**Work task**
Transcribe the listing exactly, skipping every picture.
Data records section start
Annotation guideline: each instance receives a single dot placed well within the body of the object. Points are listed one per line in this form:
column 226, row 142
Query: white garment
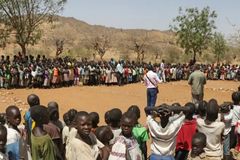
column 65, row 134
column 164, row 139
column 153, row 79
column 236, row 114
column 213, row 133
column 228, row 121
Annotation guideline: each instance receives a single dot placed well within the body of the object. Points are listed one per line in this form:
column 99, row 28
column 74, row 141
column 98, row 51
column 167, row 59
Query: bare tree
column 138, row 43
column 100, row 43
Data records section end
**Solution for this exercise**
Annotation guideline: each instance receives a single dot placed well within the body of the object. Points are listed one per line in this form:
column 226, row 142
Query: white garment
column 65, row 134
column 164, row 139
column 153, row 79
column 236, row 114
column 213, row 133
column 228, row 121
Annotation guideline: each instance receives a single dot placed well within the body of the object. Points are listed one per line in this form:
column 99, row 28
column 74, row 141
column 98, row 51
column 167, row 59
Query: bare tree
column 138, row 43
column 100, row 43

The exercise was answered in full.